• **Text section**
Skip to main content

Plain-English -> verified CUDA kernels via Claude-driven agent loop

Project description

cuda-engine

Plain English + a slow PyTorch reference → a verified, benchmarked, annotated CUDA kernel.

cuda-engine is a Python library and CLI that turns a natural-language description and a reference PyTorch function into a CUDA kernel that compiles, matches the reference within tolerance on a real GPU, and benchmarks against torch.compile. It uses Claude (Anthropic) for a 5-stage agent loop (interview → codegen → correctness → performance → polish) with Nsight-driven perf repair and Sonnet→Opus escalation when budgets bust.

Status: pre-1.0. Implementation is feature-complete through M3; v1.0 release gate (M4) is pending. Internal regression suite, eval runner, nightly CI, and torch.compile baseline measurement are all in place. See docs/milestones/M3-evidence.md for the most recent eval results.


What it does

import torch
from cuda_engine import synthesize

def rms_norm(x):
    return x * (x.float().pow(2).mean(dim=-1, keepdim=True) + 1e-5).rsqrt().to(x.dtype)

result = synthesize(
    prompt="Generate a fp16 RMSNorm kernel without gamma over the last dimension.",
    reference=rms_norm,
    target="sm_80",
)

assert result.passed
assert result.correctness.passed                            # verified vs the reference
assert result.performance.below_target is False             # ≥1.0× torch.compile
print(f"Speedup: {result.performance.speedup_vs_torch_compile:.2f}x")
print(f"Kernel: {result.artifacts_dir}/stage5_polish/final/kernel.cu")

Each synthesize() call produces a run directory under ~/.cache/cuda_engine/runs/<run_id>/ containing every prompt sent, every LLM response, every kernel attempt, the final kernel source, the compiled shared object, and the full synthesis trace.


Quickstart

Install

Requires Python 3.11+, CUDA 12.x toolchain (nvcc), PyTorch 2.4+, and an A100-class GPU for end-to-end runs.

pip install cuda-engine    # post-v1.0 release
# or, from source:
git clone https://github.com/shivnarainms22/Cuda-Engine.git
cd Cuda-Engine
pip install -e ".[dev]"

Set your Anthropic key:

export ANTHROPIC_API_KEY=sk-ant-...

• **Activity 1**
Name the five stages of the agent loop that the cuda-engine project description lists, in the order given.
• **Activity 2**
Reproduce the stretch of the cuda-engine project description from "Plain-English -> verified" through "recent eval results." word for word.
The data that follows is separate material with no connection to the cuda-engine project description.

Records from a data collection
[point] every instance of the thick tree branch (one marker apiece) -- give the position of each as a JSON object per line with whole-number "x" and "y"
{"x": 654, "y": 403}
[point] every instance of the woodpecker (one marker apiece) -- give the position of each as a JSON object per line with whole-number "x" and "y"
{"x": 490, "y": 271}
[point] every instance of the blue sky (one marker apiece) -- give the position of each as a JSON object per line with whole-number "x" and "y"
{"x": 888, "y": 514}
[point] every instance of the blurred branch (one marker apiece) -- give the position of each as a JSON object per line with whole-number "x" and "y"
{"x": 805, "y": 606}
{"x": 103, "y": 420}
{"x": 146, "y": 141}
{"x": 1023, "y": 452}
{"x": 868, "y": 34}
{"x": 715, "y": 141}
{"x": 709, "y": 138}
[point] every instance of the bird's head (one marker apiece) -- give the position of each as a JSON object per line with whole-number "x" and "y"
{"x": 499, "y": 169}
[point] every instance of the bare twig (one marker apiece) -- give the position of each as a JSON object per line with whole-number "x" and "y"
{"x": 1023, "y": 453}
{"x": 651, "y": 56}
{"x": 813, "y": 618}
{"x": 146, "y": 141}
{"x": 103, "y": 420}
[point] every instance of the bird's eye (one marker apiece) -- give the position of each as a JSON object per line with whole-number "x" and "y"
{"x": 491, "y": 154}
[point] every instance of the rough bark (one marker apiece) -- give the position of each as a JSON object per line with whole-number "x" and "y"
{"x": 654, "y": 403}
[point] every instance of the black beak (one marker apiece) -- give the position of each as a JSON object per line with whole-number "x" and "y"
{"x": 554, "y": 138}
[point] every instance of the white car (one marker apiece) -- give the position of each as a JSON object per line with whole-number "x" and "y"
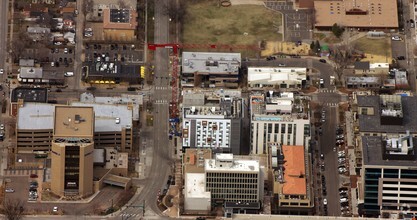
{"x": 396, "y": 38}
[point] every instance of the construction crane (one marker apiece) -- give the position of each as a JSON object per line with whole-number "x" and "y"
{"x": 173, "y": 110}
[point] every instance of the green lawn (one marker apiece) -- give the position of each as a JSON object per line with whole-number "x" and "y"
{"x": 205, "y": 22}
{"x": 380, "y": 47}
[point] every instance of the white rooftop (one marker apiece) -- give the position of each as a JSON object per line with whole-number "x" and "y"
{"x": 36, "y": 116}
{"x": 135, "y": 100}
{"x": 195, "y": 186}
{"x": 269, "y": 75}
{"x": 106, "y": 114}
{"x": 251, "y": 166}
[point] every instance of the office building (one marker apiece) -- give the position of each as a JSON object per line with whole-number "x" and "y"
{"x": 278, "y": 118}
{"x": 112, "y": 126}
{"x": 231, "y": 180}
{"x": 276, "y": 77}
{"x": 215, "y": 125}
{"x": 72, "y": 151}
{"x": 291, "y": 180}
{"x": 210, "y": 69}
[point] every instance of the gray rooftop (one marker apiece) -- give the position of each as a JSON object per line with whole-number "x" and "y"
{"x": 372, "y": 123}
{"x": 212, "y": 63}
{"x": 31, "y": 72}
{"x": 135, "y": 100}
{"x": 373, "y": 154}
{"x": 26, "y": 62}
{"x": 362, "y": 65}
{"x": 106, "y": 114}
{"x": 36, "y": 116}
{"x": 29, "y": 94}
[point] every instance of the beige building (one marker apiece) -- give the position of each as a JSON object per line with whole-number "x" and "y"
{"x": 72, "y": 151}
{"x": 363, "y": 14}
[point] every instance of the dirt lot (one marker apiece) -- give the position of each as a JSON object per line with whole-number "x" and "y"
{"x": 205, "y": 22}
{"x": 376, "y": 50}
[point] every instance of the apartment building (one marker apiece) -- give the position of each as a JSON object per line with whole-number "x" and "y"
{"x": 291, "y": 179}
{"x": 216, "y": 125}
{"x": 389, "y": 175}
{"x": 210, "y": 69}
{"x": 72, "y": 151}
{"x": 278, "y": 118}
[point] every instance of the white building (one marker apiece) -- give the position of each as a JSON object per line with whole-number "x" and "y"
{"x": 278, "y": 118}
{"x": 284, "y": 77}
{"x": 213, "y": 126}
--
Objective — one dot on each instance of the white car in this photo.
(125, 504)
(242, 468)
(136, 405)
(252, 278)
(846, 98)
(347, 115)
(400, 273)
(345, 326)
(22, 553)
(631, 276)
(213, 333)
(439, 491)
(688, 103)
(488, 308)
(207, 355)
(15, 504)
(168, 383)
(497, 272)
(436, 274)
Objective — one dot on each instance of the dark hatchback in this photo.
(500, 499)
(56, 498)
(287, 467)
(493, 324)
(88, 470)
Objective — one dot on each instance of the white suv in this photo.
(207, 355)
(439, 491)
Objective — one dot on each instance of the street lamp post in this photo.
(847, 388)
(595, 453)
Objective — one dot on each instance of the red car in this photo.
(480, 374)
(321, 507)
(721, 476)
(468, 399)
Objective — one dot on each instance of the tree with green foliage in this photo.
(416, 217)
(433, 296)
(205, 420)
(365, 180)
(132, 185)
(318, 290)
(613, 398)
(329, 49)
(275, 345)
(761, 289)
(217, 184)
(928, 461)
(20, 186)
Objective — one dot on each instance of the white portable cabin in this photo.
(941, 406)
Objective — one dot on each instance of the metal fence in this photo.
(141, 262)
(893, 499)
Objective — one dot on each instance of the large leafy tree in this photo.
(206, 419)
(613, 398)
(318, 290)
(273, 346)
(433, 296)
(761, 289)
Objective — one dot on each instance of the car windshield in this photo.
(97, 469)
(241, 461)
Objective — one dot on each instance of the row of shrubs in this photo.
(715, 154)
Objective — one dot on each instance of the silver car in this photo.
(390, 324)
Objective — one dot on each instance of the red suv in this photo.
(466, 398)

• **Task answer 1**
interview, codegen, correctness, performance, polish

• **Task answer 2**
Plain-English -> verified CUDA kernels via Claude-driven agent loop

Project description

cuda-engine

Plain English + a slow PyTorch reference → a verified, benchmarked, annotated CUDA kernel.

cuda-engine is a Python library and CLI that turns a natural-language description and a reference PyTorch function into a CUDA kernel that compiles, matches the reference within tolerance on a real GPU, and benchmarks against torch.compile. It uses Claude (Anthropic) for a 5-stage agent loop (interview → codegen → correctness → performance → polish) with Nsight-driven perf repair and Sonnet→Opus escalation when budgets bust.

Status: pre-1.0. Implementation is feature-complete through M3; v1.0 release gate (M4) is pending. Internal regression suite, eval runner, nightly CI, and torch.compile baseline measurement are all in place. See docs/milestones/M3-evidence.md for the most recent eval results.